begin TEXT SECTION

Lesson 45

Paul’s Journey to Rome

“Lesson 45: Paul’s Journey to Rome,” Primary 7: New Testament (1997), 158–161


To help each child learn more about the gifts of the Spirit, which come through the Holy Ghost.


  1. Prayerfully study Acts 27:1–28:9, 1 Corinthians 12:1–11, and Articles of Faith 1:7. Then study the lesson and decide how you want to teach the children the scripture account. (See “Preparing Your Lessons,” p. vi, and “Teaching from the Scriptures,” p. vii.)

  2. Additional reading: Gospel Principles, chapter 22.

  3. Select the discussion questions and enrichment activities that will involve the children and best help them achieve the purpose of the lesson.

  4. Materials needed:

    1. A Bible or a New Testament for each child.

    2. A Pearl of Great Price or copy of the Articles of Faith for each child.

Suggested Lesson Development

Invite a child to give the opening prayer.

Attention Activity

Tell the children about a special gift you have received for a holiday or a birthday. Then ask the children to talk about some of the gifts they have received.

  • What gift do we receive when we become members of The Church of Jesus Christ of Latter-day Saints? (The gift of the Holy Ghost.)

Let the children tell what they know about the gift of the Holy Ghost. Explain that in addition to receiving the guidance and direction of the Holy Ghost, each member of the Church of Jesus Christ is entitled to other spiritual gifts. Have the children find the Articles of Faith in the Pearl of Great Price and look for the article of faith that mentions spiritual gifts. Write on the chalkboard the spiritual gifts mentioned as the children read or recite the seventh article of faith. Encourage the children to listen to the account of Paul’s journey to Rome to discover several gifts he was given and was able to use to help others.

Scripture Account

Briefly review last week’s lesson so that the children remember why Paul was a prisoner on his way to Rome. Then teach the children the account of Paul’s journey to Rome from Acts 27:1–28:9. (For suggested ways to teach the scripture account, see “Teaching from the Scriptures,” p. vii.) If you have the LDS edition of the Bible, refer to map 22 while you are teaching the scripture account.

When you have finished teaching the scripture account, explain that Paul continued his journey to Rome, where he spent two years preaching the gospel of Jesus Christ even though he was still under arrest and confined to a house.

Discussion and Application Questions

Study the following questions and the scripture references as you prepare your lesson. Use the questions you feel will best help the children understand the scriptures and apply the principles in their lives. Reading the references with the children in class will help them gain insights into the scriptures.

end TEXT SECTION

According to the lesson on Paul's journey to Rome, how long did Paul spend preaching the gospel in Rome? The listing that comes next has no connection to the lesson above.

begin SUPPLIED MATERIAL

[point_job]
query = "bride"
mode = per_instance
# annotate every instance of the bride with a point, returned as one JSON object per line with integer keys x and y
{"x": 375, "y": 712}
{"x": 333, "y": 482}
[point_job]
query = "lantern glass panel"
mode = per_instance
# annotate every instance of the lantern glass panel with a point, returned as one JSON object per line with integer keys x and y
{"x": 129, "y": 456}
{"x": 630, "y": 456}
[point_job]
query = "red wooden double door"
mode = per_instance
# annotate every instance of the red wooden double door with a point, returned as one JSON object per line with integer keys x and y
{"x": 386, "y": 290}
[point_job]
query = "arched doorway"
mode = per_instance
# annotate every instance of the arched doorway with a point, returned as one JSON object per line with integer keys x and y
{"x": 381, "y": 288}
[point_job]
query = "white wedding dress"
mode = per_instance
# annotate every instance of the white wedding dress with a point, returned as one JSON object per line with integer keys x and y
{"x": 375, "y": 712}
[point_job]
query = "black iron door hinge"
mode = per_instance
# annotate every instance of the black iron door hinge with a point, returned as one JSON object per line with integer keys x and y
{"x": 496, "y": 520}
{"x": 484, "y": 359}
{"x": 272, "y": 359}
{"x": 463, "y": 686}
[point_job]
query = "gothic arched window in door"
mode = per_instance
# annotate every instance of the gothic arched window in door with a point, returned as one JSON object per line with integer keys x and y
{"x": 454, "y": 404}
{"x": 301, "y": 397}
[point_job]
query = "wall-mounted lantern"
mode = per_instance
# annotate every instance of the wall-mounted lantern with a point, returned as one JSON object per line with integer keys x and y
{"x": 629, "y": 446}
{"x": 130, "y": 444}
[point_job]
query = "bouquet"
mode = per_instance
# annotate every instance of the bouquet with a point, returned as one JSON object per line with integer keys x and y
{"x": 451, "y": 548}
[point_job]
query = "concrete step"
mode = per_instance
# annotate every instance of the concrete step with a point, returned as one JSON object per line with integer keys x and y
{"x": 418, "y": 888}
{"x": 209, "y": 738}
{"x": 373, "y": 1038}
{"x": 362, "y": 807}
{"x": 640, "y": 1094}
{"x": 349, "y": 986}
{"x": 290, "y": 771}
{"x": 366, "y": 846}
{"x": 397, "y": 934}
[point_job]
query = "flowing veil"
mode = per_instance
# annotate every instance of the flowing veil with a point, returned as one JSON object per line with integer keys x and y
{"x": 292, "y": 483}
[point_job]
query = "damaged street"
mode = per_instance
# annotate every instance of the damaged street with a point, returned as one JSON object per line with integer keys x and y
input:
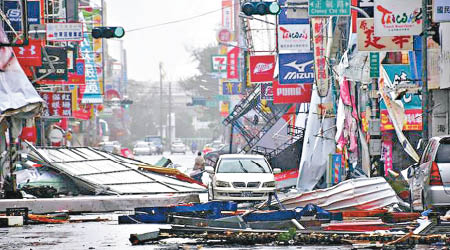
{"x": 224, "y": 124}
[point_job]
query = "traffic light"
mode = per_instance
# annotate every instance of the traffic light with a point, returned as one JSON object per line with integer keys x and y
{"x": 260, "y": 8}
{"x": 108, "y": 32}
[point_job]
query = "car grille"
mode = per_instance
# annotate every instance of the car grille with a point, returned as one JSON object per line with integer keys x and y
{"x": 249, "y": 184}
{"x": 239, "y": 184}
{"x": 253, "y": 184}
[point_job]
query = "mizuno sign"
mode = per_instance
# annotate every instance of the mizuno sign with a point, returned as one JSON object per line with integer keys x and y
{"x": 296, "y": 68}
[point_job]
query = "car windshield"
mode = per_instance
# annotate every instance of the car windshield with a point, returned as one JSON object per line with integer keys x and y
{"x": 243, "y": 166}
{"x": 141, "y": 145}
{"x": 443, "y": 153}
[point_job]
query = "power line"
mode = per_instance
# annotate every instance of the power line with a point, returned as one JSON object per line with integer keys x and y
{"x": 178, "y": 21}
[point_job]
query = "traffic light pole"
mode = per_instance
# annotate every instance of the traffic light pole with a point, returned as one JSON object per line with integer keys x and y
{"x": 425, "y": 94}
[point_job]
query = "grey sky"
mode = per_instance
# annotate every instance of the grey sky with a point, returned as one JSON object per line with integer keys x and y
{"x": 170, "y": 43}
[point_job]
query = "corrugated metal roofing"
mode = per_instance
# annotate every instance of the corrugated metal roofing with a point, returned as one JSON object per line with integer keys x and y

end SUPPLIED MATERIAL

WORKED ANSWER - Two years, even though he was still under arrest and confined to a house.